____ Exercise materials

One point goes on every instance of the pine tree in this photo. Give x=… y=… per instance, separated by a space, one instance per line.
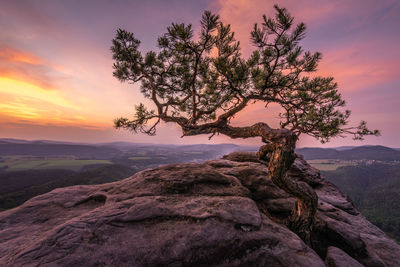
x=202 y=84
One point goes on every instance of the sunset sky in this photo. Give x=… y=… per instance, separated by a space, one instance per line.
x=56 y=68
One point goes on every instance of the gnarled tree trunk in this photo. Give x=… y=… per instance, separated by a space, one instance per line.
x=279 y=154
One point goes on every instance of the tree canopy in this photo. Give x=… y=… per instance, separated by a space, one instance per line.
x=200 y=84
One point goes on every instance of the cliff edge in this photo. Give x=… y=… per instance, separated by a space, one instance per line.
x=221 y=213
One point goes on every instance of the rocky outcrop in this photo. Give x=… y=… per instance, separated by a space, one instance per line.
x=220 y=213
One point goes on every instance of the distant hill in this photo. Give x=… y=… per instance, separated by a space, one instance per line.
x=357 y=153
x=48 y=149
x=375 y=190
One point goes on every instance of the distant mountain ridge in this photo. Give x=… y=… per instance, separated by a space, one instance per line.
x=9 y=146
x=357 y=153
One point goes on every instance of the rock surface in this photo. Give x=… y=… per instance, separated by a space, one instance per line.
x=220 y=213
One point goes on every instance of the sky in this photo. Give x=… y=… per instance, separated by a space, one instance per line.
x=56 y=78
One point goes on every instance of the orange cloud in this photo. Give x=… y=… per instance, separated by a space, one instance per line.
x=354 y=71
x=25 y=66
x=14 y=55
x=22 y=101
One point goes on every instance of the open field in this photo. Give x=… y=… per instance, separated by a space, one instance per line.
x=20 y=164
x=330 y=164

________

Copy all of the material above again, word for word, with the pictures left out.

- _Solution to the exercise_:
One point goes on every instance of the pine tree in this photo. Give x=… y=… per instance, separated by a space, one instance per line.
x=202 y=84
One point goes on every instance of the sunset sky in this photo. Give x=… y=… per instance, separated by a space, one instance per line.
x=56 y=68
One point goes on every instance of the gnarled tree trunk in this photo. Give x=… y=… per instance, separated by a space, one instance per line.
x=279 y=154
One point goes on every instance of the tree canopy in this photo. Give x=… y=… per instance, separated by a space, one instance per line.
x=200 y=84
One point goes on every instance of the cliff edge in this photo. Give x=… y=… per instance, separated by a space, one instance per line.
x=221 y=213
One point goes on every instance of the rocky outcrop in this photo. Give x=… y=… per instance, separated by a space, one instance per line.
x=220 y=213
One point goes on every instance of the distant hill in this photo. Give x=… y=… per instance, separated by a space, one instance per line.
x=357 y=153
x=48 y=149
x=375 y=190
One point goes on every instance of the distant mountain ridge in this photo. Give x=… y=… per instance, separated by a space, one instance per line.
x=9 y=146
x=357 y=153
One point goes on every instance of the rock surface in this photo. Give x=… y=… per instance, separated by a space, one instance per line.
x=220 y=213
One point goes on every instance of the sky in this photo. Give x=… y=… per instance, separated by a space, one instance per line.
x=56 y=78
One point goes on every instance of the orange cloud in this photo. Give x=… y=… per instance, separated by a space, one instance per line.
x=354 y=71
x=25 y=66
x=14 y=55
x=22 y=101
One point goes on every instance of the open field in this photo. Give x=… y=… per instance, separated by a space, one instance per line.
x=20 y=164
x=330 y=164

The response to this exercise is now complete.